Maazii () is an Indian bollywood film, directed by Jaideep Chopra and produced by Jaideep Chopra & Narendra Singh. The title Maazii is an Urdu word meaning "the past".

Cast
Sumeet Nijhawan as Tarun Singh
Mona Wasu as Shrishti Singh
Manish Chaudhary as Gulab Singh
Pankaj Tripathi as Satinder Rathi
Mohammed Zeeshan Ayyub as Ashfaq
Manav Kaushik as Satinder Bhati
Zakir Hussain as Mahinder Singh
Mukesh Rishi as Malhaan Singh
Ashok Banthia as Satbeer Singh
Devender Chaudhary as Rajinder Chaudhary
Mohit Chauhan as Sushil Jain
Pooja Bisht as Shanno
Saanvi Sharma as Minal
Vansh Chopra as Young Tarun

Plot
Maazii is essentially a thriller that travels from the hills of Mussoorie to the plains of western UP. It is a story about a couple Tarun (Sumit Nijhawan) and Shrishti (Mona Wasu) who have a near perfect relationship. However, by a twist of fate, an unfortunate accident occurs which brings Tarun's life into the limelight and turns him into a hero overnight.

Detection examples:
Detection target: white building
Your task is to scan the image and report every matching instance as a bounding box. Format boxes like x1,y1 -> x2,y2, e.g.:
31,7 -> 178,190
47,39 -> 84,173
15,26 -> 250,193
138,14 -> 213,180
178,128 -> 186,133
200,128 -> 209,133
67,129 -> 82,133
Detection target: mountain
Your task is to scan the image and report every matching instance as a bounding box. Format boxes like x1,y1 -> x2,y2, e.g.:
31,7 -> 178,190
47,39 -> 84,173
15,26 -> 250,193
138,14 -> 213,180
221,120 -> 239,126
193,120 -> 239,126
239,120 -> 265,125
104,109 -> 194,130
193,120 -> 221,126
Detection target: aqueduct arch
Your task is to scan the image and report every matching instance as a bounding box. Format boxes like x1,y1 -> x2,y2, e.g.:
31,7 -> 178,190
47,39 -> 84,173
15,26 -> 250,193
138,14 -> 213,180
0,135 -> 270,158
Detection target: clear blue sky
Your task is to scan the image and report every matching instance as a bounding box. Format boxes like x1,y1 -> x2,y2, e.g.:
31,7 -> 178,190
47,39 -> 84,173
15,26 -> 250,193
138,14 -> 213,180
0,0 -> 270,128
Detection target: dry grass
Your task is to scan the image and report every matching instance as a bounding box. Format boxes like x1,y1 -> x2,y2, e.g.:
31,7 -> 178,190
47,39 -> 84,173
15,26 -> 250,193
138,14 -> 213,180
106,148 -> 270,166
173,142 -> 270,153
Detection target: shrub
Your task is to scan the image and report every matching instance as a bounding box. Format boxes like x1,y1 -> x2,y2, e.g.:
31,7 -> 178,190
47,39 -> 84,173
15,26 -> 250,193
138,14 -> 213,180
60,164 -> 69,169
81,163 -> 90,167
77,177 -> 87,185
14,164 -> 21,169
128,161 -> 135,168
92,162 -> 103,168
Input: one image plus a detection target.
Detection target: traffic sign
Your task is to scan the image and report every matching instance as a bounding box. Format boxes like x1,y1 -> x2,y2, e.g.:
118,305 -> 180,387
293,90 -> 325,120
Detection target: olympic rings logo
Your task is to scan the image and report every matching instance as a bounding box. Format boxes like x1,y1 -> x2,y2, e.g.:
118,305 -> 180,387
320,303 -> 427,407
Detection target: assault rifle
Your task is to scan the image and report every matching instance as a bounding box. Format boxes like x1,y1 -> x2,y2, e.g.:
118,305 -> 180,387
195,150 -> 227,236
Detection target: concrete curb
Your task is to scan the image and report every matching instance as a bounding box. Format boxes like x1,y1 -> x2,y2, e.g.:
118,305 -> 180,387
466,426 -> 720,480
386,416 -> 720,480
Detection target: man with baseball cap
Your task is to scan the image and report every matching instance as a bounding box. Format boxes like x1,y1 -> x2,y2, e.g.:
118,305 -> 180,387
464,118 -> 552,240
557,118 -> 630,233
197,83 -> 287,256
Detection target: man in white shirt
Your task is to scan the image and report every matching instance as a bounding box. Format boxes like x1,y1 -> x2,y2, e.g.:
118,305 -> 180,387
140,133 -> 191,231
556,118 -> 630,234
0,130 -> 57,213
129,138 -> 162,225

# Work to complete
1. Write out the records between the lines holding "Detection target: shrub" and "92,162 -> 103,168", inclusive.
2. Extend the passage on the film Maazii past its last sentence.

# The replies
1.
Detection target: shrub
Your task is to scan the image and report every matching instance as a bounding box. Format boxes like x1,y1 -> x2,y2, e.g.:
31,7 -> 178,190
47,39 -> 84,173
15,26 -> 250,193
138,14 -> 213,180
60,164 -> 69,169
81,163 -> 90,167
77,177 -> 87,185
14,164 -> 21,169
128,161 -> 135,168
92,162 -> 103,168

2.
The events that follow not only shatter the peaceful life of the family but also put them in grave danger. But when his daughter, Minal (Saanvi Sharma) is kidnapped at the hands of an unknown assailant, Tarun will stop at nothing to get her back safely. He must now return to his roots and find out who is wreaking havoc in his life and what is the motive behind it.

Trivia
This movie is a remake of the English movie A History of Violence (2005).

Filming
The first half of the film was shot in the scenic locations of Mussourie and Dehradun, and the second half was mostly shot in the rustic and raw locations of Meerut. The flashback portion of the film was filmed in Rao Raj Vilas fort of Jat Jagirdar of Kuchesar, near Meerut. The shooting was completed within the pre-decided schedule of 31 days from 29 October to 2 November 2012. The production budget was around Rs. Four Crores.

Release
The film was released across the country on 27 September 2013. However, being a debutorial venture without any big names attached to it, despite great critical acclaim, Maazii failed to get many screens. It was re-released in cinemas on 11 October 2013. In 2019, Maazii was released on Prime Video.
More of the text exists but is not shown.